-- Set of tasks --
a) Summarize the passage on early African American millionaires in two sentences.
b) Answer these questions using the passage on early African American millionaires:
(i) How many millionaires were in the United States immediately following Emancipation?
(ii) How did Mary Ellen Pleasant identify herself in the 1890 United States Census?
(iii) Where was Pleasant sent to live when she was six years old?
c) Reproduce the passage on early African American millionaires from "Immediately following Emancipation, there" to "of financial success.".

-- Document extract --
★ ★ ★ ★ ★

Immediately following Emancipation, there were 4,047 millionaires in the United States — and six of them were African American. Between 1830 and 1927, as the last generation of blacks born into slavery was reaching maturity, a small group of industrious, tenacious, and daring men and women broke new ground to attain the highest levels of financial success.

Many people think that Michael Jordan, Bob Johnson, and Oprah Winfrey were the first Black people to generate a seven figure income, but this is not true!

Long before they were even born, these six African American men and women were actually the first pioneers to become millionaires:

Mary Ellen Pleasant

Mary Ellen Pleasant (19 August 1814 – 4 January 1904) was a successful 19th-century American entrepreneur, financier, real estate magnae and abolitionist whose life is shrouded in mystery. She identified herself as “a capitalist by profession” in the 1890 United States Census.[1] The press called her “Mammy” Pleasant but she did not approve, stating “I don’t like to be called mammy by everybody. Put. that. down. I am not mammy to everybody in California.” In her autobiography published in San Francisco’s Pandex of the Press in January 1902, she stated her mother was a full blooded Louisiana negress and her father was a native Kanaka (Hawaiian), and when she was six years of age, she was sent to Nantucket to live with a Quaker woman named Hussey. She worked on the Underground Railroad across many states and then helped bring it to California during the Gold Rush Era. She was a friend and financial supporter of John Brown, and was well known in abolitionist circles. After the Civil War, she took her battles to the courts in the 1860s and won several civil rights victories, one of which was cited and upheld in the 1980s and resulted in her being called “The Mother of Human Rights in California”.

★ ★ ★ ★ ★

-- Extracted records --
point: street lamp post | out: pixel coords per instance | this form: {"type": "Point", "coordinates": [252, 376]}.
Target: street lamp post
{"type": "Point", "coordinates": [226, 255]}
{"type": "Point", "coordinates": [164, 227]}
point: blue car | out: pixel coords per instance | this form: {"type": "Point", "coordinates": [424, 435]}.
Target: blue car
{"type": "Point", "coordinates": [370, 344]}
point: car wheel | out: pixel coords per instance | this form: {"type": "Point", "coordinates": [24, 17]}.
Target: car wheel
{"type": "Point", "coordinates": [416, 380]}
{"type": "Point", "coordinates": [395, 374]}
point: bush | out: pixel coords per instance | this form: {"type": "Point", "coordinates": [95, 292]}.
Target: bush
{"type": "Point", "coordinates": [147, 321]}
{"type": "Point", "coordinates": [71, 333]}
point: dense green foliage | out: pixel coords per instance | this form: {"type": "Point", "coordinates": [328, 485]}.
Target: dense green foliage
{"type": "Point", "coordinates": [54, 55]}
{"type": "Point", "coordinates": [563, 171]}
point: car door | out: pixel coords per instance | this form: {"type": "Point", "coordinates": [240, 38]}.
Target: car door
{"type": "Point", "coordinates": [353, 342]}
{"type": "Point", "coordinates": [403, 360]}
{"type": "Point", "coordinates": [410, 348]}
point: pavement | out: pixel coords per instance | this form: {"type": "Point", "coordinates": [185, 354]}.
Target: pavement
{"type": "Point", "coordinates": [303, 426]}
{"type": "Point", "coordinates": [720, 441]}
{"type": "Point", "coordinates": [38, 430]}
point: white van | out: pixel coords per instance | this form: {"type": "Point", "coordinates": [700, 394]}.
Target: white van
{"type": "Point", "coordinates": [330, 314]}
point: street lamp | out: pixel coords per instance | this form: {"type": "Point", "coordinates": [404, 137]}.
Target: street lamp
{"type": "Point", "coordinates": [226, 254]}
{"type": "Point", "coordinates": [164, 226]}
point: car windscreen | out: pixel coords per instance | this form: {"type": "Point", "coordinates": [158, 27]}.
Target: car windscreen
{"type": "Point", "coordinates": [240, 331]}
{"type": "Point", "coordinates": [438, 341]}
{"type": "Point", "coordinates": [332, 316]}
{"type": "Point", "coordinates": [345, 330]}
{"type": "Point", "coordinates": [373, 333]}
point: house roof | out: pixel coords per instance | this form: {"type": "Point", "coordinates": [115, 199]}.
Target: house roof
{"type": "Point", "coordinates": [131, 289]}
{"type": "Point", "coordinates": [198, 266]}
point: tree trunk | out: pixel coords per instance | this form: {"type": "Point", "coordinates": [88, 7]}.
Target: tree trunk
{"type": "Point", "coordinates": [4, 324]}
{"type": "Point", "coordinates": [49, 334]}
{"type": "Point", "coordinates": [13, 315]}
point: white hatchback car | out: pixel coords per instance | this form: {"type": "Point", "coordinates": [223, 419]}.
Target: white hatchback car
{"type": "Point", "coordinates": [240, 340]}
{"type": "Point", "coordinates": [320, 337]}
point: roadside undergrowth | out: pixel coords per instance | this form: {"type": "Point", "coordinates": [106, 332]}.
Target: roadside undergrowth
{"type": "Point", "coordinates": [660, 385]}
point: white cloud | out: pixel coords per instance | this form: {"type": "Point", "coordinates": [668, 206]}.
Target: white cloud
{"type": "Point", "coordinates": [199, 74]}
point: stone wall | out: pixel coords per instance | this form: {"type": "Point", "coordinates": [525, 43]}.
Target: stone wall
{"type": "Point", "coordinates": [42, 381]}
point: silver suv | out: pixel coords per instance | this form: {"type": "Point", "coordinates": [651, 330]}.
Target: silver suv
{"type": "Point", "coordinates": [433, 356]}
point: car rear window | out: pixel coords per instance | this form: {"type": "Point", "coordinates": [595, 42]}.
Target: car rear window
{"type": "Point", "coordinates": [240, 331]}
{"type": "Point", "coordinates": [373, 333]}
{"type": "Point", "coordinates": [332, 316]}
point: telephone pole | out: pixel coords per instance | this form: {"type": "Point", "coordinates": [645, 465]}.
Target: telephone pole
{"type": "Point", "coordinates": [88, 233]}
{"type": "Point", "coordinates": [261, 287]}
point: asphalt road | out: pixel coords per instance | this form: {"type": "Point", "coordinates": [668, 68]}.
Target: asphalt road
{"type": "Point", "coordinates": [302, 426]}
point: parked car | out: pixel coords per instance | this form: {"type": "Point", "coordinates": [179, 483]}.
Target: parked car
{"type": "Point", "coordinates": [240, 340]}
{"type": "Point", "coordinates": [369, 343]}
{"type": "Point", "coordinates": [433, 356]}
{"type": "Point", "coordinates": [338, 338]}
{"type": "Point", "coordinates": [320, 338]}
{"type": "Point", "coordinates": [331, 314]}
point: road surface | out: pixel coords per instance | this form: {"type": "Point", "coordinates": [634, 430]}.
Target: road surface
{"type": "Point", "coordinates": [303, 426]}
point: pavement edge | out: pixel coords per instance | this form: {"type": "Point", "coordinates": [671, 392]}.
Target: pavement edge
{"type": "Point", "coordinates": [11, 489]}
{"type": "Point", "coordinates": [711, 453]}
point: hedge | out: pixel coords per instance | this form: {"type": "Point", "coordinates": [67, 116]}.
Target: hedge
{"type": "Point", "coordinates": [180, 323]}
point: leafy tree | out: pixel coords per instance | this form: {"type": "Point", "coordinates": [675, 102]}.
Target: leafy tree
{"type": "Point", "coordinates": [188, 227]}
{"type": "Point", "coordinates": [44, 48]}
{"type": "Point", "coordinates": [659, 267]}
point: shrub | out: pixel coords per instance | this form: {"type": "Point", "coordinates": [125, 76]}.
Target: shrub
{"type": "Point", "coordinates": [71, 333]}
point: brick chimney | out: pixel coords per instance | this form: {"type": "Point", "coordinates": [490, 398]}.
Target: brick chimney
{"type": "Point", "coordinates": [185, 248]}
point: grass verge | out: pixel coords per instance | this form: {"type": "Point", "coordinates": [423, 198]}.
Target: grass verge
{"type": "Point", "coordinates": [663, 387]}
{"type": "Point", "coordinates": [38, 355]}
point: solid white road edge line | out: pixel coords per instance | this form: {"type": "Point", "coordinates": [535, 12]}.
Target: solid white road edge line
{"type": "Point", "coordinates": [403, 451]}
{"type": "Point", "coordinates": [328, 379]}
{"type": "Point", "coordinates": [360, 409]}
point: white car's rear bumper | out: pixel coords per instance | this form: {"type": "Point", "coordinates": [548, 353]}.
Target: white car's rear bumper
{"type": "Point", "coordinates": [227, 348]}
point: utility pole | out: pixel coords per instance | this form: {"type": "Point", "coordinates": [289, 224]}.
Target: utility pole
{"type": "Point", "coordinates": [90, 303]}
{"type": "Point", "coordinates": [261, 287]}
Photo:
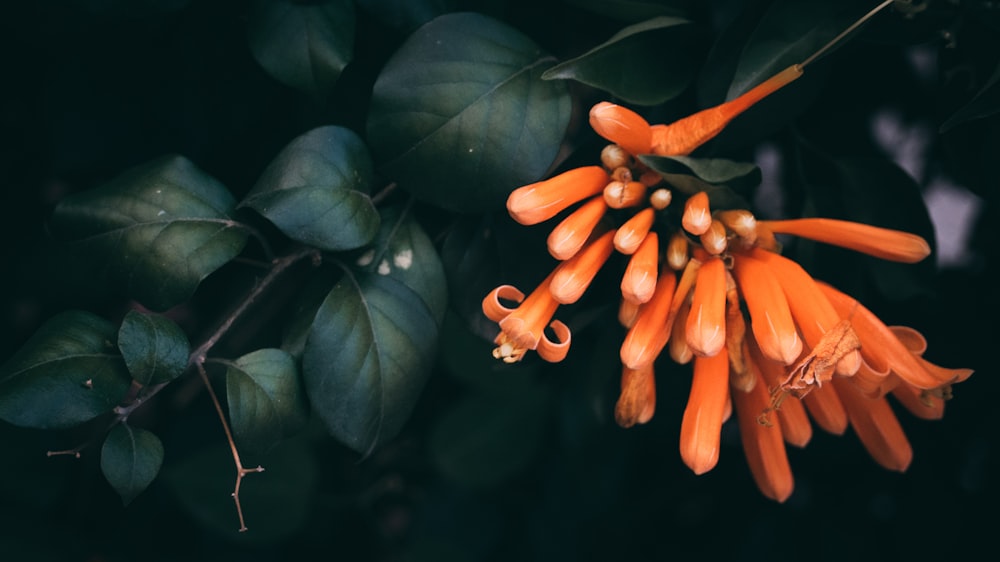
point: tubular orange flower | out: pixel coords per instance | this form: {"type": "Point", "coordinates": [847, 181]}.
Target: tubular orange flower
{"type": "Point", "coordinates": [523, 328]}
{"type": "Point", "coordinates": [770, 318]}
{"type": "Point", "coordinates": [637, 401]}
{"type": "Point", "coordinates": [763, 445]}
{"type": "Point", "coordinates": [883, 350]}
{"type": "Point", "coordinates": [621, 126]}
{"type": "Point", "coordinates": [540, 201]}
{"type": "Point", "coordinates": [572, 233]}
{"type": "Point", "coordinates": [884, 243]}
{"type": "Point", "coordinates": [876, 426]}
{"type": "Point", "coordinates": [683, 136]}
{"type": "Point", "coordinates": [633, 231]}
{"type": "Point", "coordinates": [813, 313]}
{"type": "Point", "coordinates": [795, 426]}
{"type": "Point", "coordinates": [705, 412]}
{"type": "Point", "coordinates": [639, 280]}
{"type": "Point", "coordinates": [706, 326]}
{"type": "Point", "coordinates": [696, 218]}
{"type": "Point", "coordinates": [646, 338]}
{"type": "Point", "coordinates": [572, 278]}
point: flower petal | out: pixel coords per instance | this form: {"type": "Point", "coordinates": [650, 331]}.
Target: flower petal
{"type": "Point", "coordinates": [572, 233]}
{"type": "Point", "coordinates": [540, 201]}
{"type": "Point", "coordinates": [770, 317]}
{"type": "Point", "coordinates": [876, 426]}
{"type": "Point", "coordinates": [494, 309]}
{"type": "Point", "coordinates": [702, 421]}
{"type": "Point", "coordinates": [646, 338]}
{"type": "Point", "coordinates": [621, 126]}
{"type": "Point", "coordinates": [763, 445]}
{"type": "Point", "coordinates": [683, 136]}
{"type": "Point", "coordinates": [884, 243]}
{"type": "Point", "coordinates": [633, 231]}
{"type": "Point", "coordinates": [706, 325]}
{"type": "Point", "coordinates": [573, 277]}
{"type": "Point", "coordinates": [639, 280]}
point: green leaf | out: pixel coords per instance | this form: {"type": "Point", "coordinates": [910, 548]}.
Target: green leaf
{"type": "Point", "coordinates": [460, 116]}
{"type": "Point", "coordinates": [634, 10]}
{"type": "Point", "coordinates": [789, 33]}
{"type": "Point", "coordinates": [406, 14]}
{"type": "Point", "coordinates": [482, 440]}
{"type": "Point", "coordinates": [985, 103]}
{"type": "Point", "coordinates": [155, 349]}
{"type": "Point", "coordinates": [631, 64]}
{"type": "Point", "coordinates": [316, 190]}
{"type": "Point", "coordinates": [712, 171]}
{"type": "Point", "coordinates": [159, 229]}
{"type": "Point", "coordinates": [130, 460]}
{"type": "Point", "coordinates": [266, 401]}
{"type": "Point", "coordinates": [304, 45]}
{"type": "Point", "coordinates": [67, 373]}
{"type": "Point", "coordinates": [374, 338]}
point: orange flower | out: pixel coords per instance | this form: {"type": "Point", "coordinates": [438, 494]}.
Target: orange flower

★ ★ ★ ★ ★

-- Answers for this exercise --
a) Right after Emancipation, six of the 4,047 millionaires in the United States were African American, and these pioneers reached that level of wealth long before Michael Jordan, Bob Johnson, or Oprah Winfrey were born. One of them, Mary Ellen Pleasant, was an entrepreneur, financier, and abolitionist who worked on the Underground Railroad, supported John Brown, and won civil rights cases that led to her being called "The Mother of Human Rights in California."

b)
(i) 4,047
(ii) As "a capitalist by profession"
(iii) Nantucket, with a Quaker woman named Hussey

c)
Immediately following Emancipation, there were 4,047 millionaires in the United States — and six of them were African American. Between 1830 and 1927, as the last generation of blacks born into slavery was reaching maturity, a small group of industrious, tenacious, and daring men and women broke new ground to attain the highest levels of financial success.